TO BE DONE – Collect each line below that contains the string "runner". Case counts.

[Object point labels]
>>
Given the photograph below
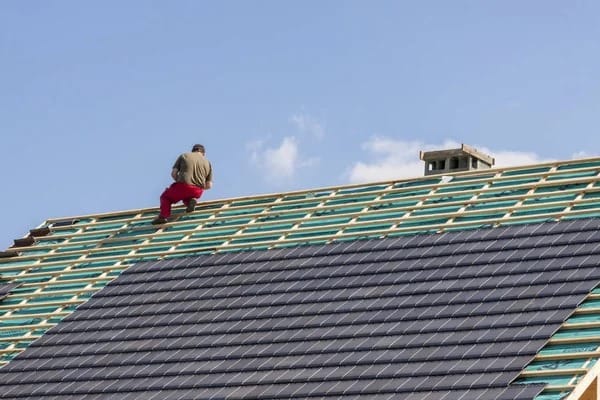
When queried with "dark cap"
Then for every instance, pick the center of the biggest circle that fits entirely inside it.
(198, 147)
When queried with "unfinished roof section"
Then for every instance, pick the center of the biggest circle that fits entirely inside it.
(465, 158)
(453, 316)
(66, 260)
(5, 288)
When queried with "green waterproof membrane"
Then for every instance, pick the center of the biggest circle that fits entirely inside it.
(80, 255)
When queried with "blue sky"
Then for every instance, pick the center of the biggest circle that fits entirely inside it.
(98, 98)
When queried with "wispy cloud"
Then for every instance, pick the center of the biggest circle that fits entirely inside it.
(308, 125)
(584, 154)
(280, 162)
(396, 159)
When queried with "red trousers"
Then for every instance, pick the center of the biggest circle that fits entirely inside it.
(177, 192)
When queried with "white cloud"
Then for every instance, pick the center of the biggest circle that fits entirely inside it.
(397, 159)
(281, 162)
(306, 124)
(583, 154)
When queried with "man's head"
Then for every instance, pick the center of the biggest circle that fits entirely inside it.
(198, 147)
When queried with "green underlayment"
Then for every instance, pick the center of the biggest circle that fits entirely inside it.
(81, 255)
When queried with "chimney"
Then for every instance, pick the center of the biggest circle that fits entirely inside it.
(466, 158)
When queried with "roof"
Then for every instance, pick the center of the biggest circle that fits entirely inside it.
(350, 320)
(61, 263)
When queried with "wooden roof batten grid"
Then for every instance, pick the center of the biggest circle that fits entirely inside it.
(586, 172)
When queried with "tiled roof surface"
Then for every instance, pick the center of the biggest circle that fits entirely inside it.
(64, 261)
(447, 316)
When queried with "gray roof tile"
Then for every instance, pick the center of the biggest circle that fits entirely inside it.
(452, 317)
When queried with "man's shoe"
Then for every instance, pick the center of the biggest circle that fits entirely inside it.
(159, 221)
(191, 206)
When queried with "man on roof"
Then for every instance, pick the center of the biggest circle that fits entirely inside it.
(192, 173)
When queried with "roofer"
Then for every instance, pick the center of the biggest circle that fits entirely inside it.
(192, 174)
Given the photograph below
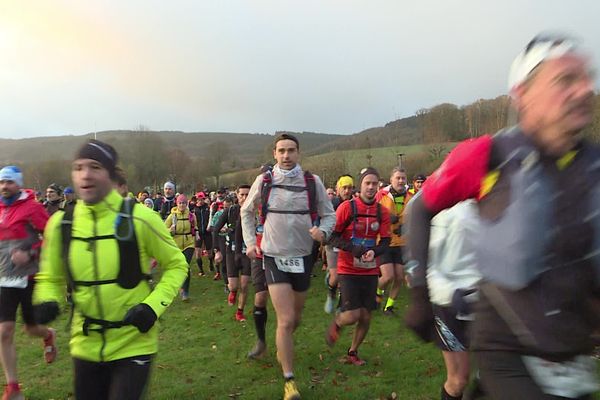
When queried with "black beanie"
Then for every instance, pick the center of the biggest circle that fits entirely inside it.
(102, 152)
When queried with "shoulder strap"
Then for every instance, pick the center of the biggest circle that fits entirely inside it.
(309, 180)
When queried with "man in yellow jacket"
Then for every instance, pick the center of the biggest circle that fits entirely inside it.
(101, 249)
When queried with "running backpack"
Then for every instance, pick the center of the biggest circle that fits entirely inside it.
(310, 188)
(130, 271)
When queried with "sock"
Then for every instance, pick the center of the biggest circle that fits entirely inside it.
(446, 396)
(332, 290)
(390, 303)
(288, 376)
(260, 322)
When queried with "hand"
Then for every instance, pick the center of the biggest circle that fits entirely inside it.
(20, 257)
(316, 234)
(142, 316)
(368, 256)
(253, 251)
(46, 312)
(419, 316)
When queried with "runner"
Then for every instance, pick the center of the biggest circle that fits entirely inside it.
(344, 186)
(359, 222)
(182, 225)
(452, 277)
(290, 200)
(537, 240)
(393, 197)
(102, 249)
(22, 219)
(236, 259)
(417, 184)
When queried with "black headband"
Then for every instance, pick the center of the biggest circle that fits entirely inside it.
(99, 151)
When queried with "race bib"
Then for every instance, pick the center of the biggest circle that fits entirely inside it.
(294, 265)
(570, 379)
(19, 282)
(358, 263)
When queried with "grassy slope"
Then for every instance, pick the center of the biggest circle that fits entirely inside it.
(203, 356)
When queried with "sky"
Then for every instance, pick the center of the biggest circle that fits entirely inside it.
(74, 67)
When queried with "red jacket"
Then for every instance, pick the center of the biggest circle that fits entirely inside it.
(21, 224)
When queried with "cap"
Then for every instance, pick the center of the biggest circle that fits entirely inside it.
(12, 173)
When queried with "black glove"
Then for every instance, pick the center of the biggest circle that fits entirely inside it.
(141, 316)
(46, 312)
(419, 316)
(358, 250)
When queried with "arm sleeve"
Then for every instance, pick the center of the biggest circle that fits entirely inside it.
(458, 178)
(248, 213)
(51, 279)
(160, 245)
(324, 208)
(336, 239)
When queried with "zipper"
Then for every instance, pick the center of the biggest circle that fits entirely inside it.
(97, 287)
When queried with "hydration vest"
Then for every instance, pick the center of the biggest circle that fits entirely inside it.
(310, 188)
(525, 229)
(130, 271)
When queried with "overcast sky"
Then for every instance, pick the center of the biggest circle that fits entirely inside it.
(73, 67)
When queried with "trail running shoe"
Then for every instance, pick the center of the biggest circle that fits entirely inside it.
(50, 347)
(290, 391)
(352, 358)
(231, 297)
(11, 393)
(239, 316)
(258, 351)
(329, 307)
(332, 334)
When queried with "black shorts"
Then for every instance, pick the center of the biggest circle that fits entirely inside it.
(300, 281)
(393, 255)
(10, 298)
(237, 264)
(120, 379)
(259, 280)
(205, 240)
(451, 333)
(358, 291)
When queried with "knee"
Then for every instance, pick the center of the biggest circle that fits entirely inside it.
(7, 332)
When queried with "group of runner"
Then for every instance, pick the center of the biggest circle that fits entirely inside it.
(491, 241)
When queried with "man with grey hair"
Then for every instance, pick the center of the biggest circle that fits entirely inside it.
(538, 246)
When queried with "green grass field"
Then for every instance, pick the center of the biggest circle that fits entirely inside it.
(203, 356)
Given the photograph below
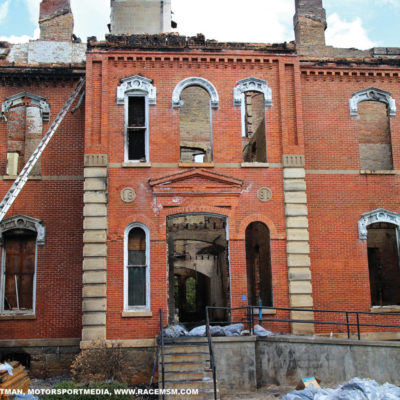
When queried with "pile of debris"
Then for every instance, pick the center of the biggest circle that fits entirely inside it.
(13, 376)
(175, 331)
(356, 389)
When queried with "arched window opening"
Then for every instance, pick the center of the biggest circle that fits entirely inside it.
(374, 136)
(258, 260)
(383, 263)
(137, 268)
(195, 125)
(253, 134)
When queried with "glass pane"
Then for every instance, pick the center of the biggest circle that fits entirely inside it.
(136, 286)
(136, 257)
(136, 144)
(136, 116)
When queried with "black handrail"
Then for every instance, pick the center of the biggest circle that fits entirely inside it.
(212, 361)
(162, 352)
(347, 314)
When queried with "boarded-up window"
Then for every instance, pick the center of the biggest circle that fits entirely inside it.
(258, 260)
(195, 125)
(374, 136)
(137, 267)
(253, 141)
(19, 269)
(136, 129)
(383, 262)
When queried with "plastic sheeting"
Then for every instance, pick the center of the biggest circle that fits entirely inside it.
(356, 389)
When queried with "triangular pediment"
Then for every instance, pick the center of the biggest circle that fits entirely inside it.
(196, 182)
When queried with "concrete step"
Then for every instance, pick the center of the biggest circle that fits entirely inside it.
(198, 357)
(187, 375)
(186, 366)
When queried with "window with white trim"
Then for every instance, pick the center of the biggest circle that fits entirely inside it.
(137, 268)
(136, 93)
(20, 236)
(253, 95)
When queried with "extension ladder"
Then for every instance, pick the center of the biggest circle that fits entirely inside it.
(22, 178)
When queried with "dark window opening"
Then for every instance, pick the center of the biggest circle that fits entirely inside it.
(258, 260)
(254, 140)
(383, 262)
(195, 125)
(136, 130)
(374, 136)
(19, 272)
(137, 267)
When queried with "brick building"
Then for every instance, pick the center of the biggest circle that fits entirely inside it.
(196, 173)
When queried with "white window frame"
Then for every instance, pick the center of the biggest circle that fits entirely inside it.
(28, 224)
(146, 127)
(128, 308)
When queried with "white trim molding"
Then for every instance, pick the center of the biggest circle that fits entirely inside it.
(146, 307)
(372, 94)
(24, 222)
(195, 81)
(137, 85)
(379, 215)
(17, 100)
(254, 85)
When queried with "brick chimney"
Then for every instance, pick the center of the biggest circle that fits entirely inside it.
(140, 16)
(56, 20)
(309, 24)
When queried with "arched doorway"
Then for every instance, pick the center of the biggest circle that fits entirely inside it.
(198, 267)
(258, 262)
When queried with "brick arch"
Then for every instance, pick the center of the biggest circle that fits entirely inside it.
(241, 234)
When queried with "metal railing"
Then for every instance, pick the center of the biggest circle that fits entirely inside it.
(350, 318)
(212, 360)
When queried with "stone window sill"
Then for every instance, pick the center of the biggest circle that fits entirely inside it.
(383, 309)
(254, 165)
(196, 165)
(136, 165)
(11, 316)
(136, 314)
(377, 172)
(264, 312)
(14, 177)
<<
FULL OUTPUT –
When queried with "runner"
When queried with "group of runner"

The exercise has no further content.